What you are asked to do
Return every one of the records below unchanged, line for line.

Excerpted data
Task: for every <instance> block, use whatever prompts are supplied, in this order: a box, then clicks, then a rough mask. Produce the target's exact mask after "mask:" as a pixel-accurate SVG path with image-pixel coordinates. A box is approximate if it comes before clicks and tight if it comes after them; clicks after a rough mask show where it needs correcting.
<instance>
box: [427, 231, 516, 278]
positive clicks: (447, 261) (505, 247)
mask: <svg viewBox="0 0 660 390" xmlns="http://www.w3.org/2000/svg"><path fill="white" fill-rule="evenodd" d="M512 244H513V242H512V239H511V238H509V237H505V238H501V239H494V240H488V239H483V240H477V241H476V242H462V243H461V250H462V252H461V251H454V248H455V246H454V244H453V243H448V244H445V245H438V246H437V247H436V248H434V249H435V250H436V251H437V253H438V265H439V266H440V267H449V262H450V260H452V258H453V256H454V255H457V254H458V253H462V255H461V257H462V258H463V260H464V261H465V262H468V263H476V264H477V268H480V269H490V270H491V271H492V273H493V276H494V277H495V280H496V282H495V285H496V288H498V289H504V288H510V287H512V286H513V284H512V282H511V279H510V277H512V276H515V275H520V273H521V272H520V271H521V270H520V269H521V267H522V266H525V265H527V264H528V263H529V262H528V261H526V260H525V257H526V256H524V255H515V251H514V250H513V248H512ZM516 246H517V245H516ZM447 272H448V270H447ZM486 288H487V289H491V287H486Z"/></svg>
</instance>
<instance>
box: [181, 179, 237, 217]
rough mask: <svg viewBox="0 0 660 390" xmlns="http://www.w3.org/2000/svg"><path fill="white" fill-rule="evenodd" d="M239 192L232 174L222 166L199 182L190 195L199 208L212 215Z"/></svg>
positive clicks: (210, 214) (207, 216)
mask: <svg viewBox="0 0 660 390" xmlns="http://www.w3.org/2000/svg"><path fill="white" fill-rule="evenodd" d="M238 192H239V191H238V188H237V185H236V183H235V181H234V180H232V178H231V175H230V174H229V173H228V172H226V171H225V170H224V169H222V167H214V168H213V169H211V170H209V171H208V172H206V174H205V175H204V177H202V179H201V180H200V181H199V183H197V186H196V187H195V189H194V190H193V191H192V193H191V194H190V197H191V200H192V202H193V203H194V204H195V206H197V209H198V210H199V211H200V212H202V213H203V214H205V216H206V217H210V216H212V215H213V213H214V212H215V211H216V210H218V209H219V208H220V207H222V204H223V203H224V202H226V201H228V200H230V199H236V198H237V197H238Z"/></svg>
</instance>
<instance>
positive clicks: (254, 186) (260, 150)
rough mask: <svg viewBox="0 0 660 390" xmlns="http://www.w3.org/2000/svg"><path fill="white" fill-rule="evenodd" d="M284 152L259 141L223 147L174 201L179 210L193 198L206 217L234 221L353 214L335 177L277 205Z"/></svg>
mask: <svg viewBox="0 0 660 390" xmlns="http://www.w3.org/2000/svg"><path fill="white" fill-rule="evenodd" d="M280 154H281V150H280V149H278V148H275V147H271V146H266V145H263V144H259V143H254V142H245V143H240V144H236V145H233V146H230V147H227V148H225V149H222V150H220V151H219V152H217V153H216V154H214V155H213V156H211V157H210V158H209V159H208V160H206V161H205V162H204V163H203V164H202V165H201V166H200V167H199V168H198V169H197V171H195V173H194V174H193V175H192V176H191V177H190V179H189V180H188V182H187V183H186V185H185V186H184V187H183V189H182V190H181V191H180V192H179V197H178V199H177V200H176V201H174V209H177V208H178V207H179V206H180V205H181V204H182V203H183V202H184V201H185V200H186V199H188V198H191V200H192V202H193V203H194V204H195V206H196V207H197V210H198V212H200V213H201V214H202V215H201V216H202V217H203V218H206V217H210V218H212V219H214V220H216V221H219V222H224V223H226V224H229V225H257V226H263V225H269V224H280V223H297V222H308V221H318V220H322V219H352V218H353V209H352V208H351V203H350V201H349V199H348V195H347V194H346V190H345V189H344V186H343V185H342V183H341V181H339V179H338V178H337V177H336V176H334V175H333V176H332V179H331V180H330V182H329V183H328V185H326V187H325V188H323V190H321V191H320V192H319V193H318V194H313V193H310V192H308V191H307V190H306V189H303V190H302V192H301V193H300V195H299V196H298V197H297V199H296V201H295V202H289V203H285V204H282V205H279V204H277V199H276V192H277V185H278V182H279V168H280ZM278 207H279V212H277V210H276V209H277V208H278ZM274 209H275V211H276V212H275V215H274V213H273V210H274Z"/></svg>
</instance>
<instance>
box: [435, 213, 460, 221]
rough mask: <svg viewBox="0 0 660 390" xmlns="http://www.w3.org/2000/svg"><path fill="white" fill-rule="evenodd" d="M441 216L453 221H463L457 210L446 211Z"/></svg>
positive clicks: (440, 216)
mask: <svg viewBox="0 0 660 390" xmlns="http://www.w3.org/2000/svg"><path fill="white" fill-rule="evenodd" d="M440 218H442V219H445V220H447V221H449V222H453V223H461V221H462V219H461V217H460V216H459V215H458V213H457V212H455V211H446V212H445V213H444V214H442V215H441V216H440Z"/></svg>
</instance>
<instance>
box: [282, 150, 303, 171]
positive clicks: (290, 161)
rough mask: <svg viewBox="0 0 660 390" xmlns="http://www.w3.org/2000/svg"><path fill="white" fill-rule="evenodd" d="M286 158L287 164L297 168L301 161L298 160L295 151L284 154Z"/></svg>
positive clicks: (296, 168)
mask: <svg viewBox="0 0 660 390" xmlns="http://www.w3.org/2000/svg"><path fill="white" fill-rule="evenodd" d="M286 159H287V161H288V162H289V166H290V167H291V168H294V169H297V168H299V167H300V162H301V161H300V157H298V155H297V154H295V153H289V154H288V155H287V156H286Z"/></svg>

Solution for this task
Task: for every <instance> block, use whatever prompts are supplied, in this order: a box, then clicks, then a rough mask. Produce the target's exact mask after "mask:" as a pixel-accurate SVG path with image-pixel coordinates. A box is approximate if it comes before clicks and tight if it comes after them; clicks after a rough mask show where it needs correcting.
<instance>
box: [427, 231, 516, 278]
positive clicks: (447, 261) (505, 247)
mask: <svg viewBox="0 0 660 390" xmlns="http://www.w3.org/2000/svg"><path fill="white" fill-rule="evenodd" d="M512 244H513V242H512V239H511V238H509V237H505V238H501V239H494V240H488V239H483V240H477V241H476V242H462V243H461V250H462V252H461V251H454V248H455V246H454V244H453V243H448V244H445V245H438V246H437V247H436V248H434V249H435V250H436V251H437V253H438V265H439V266H440V267H449V262H450V260H452V258H453V256H454V255H457V254H458V253H462V255H461V257H462V258H463V260H464V261H465V262H468V263H476V264H477V268H480V269H490V270H491V271H492V273H493V276H494V277H495V280H496V282H495V285H496V288H498V289H504V288H510V287H512V286H513V284H512V282H511V279H510V277H512V276H515V275H520V273H521V272H520V271H521V270H520V269H521V267H522V266H525V265H527V264H528V263H529V262H528V261H526V260H525V257H526V256H524V255H515V251H514V250H513V248H512ZM516 246H517V245H516ZM447 272H448V270H447ZM486 288H487V289H491V287H486Z"/></svg>
</instance>
<instance>
box: [181, 179, 237, 217]
rough mask: <svg viewBox="0 0 660 390" xmlns="http://www.w3.org/2000/svg"><path fill="white" fill-rule="evenodd" d="M239 192L232 174L222 166L199 182L190 195L199 208L212 215Z"/></svg>
positive clicks: (210, 214) (207, 216)
mask: <svg viewBox="0 0 660 390" xmlns="http://www.w3.org/2000/svg"><path fill="white" fill-rule="evenodd" d="M238 192H239V191H238V188H237V185H236V183H235V181H234V180H232V178H231V175H230V174H229V173H228V172H226V171H225V170H224V169H222V167H214V168H213V169H211V170H209V171H208V172H206V174H205V175H204V177H202V179H201V180H200V181H199V183H197V186H196V187H195V189H194V190H193V191H192V193H191V194H190V197H191V200H192V202H193V203H194V204H195V206H197V209H198V210H199V211H200V212H202V213H203V214H205V216H206V217H210V216H212V215H213V213H214V212H215V211H216V210H218V209H219V208H220V207H222V204H223V203H224V202H226V201H228V200H230V199H236V198H237V197H238Z"/></svg>
</instance>
<instance>
positive clicks: (254, 186) (260, 150)
rough mask: <svg viewBox="0 0 660 390" xmlns="http://www.w3.org/2000/svg"><path fill="white" fill-rule="evenodd" d="M284 152L259 141L223 147L174 201L179 210L193 198L206 217L234 221L353 214L335 177L277 205Z"/></svg>
mask: <svg viewBox="0 0 660 390" xmlns="http://www.w3.org/2000/svg"><path fill="white" fill-rule="evenodd" d="M280 154H281V150H280V149H278V148H275V147H271V146H266V145H263V144H259V143H254V142H245V143H240V144H236V145H233V146H230V147H227V148H225V149H222V150H220V151H219V152H217V153H216V154H214V155H213V156H211V157H210V158H209V159H208V160H206V161H205V162H204V163H203V164H202V165H201V166H200V167H199V168H198V169H197V171H195V173H194V174H193V175H192V176H191V177H190V179H189V180H188V182H187V183H186V185H185V186H184V187H183V189H182V190H181V191H180V192H179V197H178V199H177V200H176V201H174V209H177V208H178V207H179V206H180V205H181V204H182V203H183V202H184V201H185V200H186V199H188V198H191V200H192V202H193V203H194V204H195V206H196V207H197V210H198V212H200V213H201V214H202V215H201V216H202V217H203V218H206V217H210V218H212V219H214V220H216V221H219V222H224V223H226V224H229V225H257V226H263V225H269V224H280V223H297V222H308V221H318V220H322V219H352V218H353V209H352V208H351V203H350V201H349V199H348V195H347V194H346V190H345V189H344V186H343V185H342V183H341V181H339V179H338V178H337V177H336V176H334V175H333V176H332V179H331V180H330V182H329V183H328V185H326V187H325V188H323V190H321V191H320V192H319V193H318V194H313V193H310V192H308V191H307V190H306V189H303V190H302V192H301V193H300V195H299V196H298V197H297V199H296V201H295V202H289V203H285V204H282V205H279V204H277V199H276V192H277V185H278V182H279V168H280ZM278 207H279V212H277V210H276V209H277V208H278ZM274 209H275V211H276V212H275V215H274V213H273V210H274Z"/></svg>
</instance>
<instance>
box: [435, 213, 460, 221]
rough mask: <svg viewBox="0 0 660 390" xmlns="http://www.w3.org/2000/svg"><path fill="white" fill-rule="evenodd" d="M441 216L453 221H463L457 210L446 211Z"/></svg>
positive clicks: (440, 216)
mask: <svg viewBox="0 0 660 390" xmlns="http://www.w3.org/2000/svg"><path fill="white" fill-rule="evenodd" d="M440 218H442V219H445V220H447V221H449V222H453V223H461V221H462V219H461V217H460V216H459V215H458V213H457V212H455V211H446V212H445V213H444V214H442V215H441V216H440Z"/></svg>
</instance>
<instance>
box: [282, 150, 303, 171]
positive clicks: (290, 161)
rough mask: <svg viewBox="0 0 660 390" xmlns="http://www.w3.org/2000/svg"><path fill="white" fill-rule="evenodd" d="M286 158L287 164L297 168L301 161L298 160L295 151L284 154Z"/></svg>
positive clicks: (296, 168)
mask: <svg viewBox="0 0 660 390" xmlns="http://www.w3.org/2000/svg"><path fill="white" fill-rule="evenodd" d="M286 159H287V161H288V162H289V166H290V167H291V168H294V169H297V168H299V167H300V162H301V161H300V157H298V155H297V154H295V153H289V154H288V155H287V156H286Z"/></svg>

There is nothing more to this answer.